==== Selected extract ====

No hat in the dining car, but I see no problem anywhere else on the train.


----------



## TVRM610 (Nov 25, 2010)

I really wouldn't worry about wearing a hat in to the dining car. Have you seen what people wear to the dining car? I don't think anyone is gonna care one little bit. In the OP's case, a formal hat would prob. make the car more classy.


----------



## abcnews (Nov 25, 2010)

Once in the 1980s I was sent down to Texas for work - and I recall stopping between Austin and San Antonio and catching a bite to eat in a "hole in the wall" place. They had unbelievable Texas beef Brisket served fresh off an open mesquite fire. And most of the men were wearing the appropriate style hats for that area - which just added to the moment, I felt like a cowboy coming in off the trail. So in a case like that - how can you knock them for eating lunch with their hats on.


----------



## MikefromCrete (Nov 25, 2010)

Take off your hat when you eat. That's just plain courtesy. Other than that, wear it if you want to, but I usually doff my hat (baseball-type caps most of the time) whenever I'm indoors.


----------



## OlympianHiawatha (Nov 25, 2010)

I often wear a Red Beret, and even sometimes a bandanna when traveling and usually leave them on throughout the day.


----------



## lthanlon (Nov 25, 2010)

I pretty much follow tradition when wearing a hat...

IN THE STATION


I've kept my hat on while waiting in Chicago Union Station, Seattle King Street Station, Los Angeles Union Station and Denver Union Station.

When I'm in Amtrak's Metropolitan Lounge in Chicago, though, I'll remove my hat. The low ceiling in this room makes it feel less like a public space.

If I'm having a conversation with a lady, I remove my hat off regardless of location.



AT THE TICKET COUNTER OR QUIK-TRAK KIOSK


I do not remove my hat if I'm being assisted by a gentleman Amtrak representative.

I do remove my hat if I'm being assisted by a lady Amtrak representative.



ON THE TRAIN


The Dining Car is a restaurant; I never wear my hat there.

The Sightseer Lounge feels like a bar that serves snacks, and since everybody I know keeps his or her cowboy hat on in a saloon, I have no problem wearing mine here.

However, if I plan to spend time on the upper level watching the scenery during daytime, I won't wear my hat since it could block someone's view.

I generally do not wear the hat if I'm going to take a brief, there-and-back casual stroll through the train.



Here's an informative article about hat etiquette. And for those contemplating the purchase of a hat, here's My Guide to the Cowboy Hat Mystique.


----------



## Shawn Ryu (Nov 25, 2010)

I always wear my baseball cap (the only hat I ever wear), and keep it on. I dont see why i should take it off on a train, its not anyone's home.

====

(Problems to solve)
a. Copy the stretch of the hat etiquette thread from "## Shawn Ryu" through "not anyone's home." word for word.
b. In the hat etiquette thread, what reason does lthanlon give for removing the hat in Amtrak's Metropolitan Lounge in Chicago?

==== Entries provided ====

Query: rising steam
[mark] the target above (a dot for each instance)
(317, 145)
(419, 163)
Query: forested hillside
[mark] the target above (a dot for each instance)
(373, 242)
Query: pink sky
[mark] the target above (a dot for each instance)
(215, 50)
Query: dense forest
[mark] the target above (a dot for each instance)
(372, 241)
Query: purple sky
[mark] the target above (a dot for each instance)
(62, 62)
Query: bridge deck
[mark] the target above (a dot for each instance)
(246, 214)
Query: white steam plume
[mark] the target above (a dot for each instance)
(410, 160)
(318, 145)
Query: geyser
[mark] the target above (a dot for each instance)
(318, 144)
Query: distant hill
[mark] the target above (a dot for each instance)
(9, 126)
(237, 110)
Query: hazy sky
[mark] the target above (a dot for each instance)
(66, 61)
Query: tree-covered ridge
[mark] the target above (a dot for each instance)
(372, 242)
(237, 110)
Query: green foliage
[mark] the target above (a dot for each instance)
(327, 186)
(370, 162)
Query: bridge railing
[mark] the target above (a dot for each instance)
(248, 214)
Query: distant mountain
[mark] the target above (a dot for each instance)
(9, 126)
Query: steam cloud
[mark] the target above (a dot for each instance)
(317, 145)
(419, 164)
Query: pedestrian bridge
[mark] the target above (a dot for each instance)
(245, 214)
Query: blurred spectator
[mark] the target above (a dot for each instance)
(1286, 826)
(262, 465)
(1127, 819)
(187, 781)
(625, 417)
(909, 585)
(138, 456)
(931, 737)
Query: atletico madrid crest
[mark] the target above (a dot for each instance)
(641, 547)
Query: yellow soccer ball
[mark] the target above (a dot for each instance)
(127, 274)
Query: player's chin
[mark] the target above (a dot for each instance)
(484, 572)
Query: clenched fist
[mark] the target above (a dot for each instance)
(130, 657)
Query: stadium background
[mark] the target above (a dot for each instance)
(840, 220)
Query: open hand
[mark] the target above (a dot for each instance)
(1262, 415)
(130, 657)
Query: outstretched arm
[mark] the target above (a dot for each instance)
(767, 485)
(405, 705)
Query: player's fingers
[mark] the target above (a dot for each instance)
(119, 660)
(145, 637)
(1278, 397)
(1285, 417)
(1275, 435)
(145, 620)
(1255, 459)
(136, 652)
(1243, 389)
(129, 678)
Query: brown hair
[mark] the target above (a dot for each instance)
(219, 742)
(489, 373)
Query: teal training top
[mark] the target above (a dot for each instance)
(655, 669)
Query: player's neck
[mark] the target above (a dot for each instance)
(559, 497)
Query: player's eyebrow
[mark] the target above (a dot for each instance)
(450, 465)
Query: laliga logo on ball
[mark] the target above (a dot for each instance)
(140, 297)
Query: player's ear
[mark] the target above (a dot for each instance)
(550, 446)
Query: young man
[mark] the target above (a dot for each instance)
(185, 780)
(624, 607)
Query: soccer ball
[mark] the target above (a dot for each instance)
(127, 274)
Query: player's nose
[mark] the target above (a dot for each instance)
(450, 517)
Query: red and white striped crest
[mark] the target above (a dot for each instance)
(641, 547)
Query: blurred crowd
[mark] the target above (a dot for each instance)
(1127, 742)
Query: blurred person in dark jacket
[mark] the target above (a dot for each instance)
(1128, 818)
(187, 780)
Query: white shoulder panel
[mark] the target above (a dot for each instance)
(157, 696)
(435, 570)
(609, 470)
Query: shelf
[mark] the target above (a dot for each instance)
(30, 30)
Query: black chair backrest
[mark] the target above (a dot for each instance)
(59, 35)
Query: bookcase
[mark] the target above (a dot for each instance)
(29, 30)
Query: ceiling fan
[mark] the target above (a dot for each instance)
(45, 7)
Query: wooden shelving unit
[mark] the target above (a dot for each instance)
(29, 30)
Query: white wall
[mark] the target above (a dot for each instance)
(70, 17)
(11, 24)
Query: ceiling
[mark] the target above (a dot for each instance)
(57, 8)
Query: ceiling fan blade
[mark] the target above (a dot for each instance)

====

(Answers to the exercise)
a.
## Shawn Ryu (Nov 25, 2010)

I always wear my baseball cap (the only hat I ever wear), and keep it on. I dont see why i should take it off on a train, its not anyone's home.

b. The low ceiling in that room makes it feel less like a public space.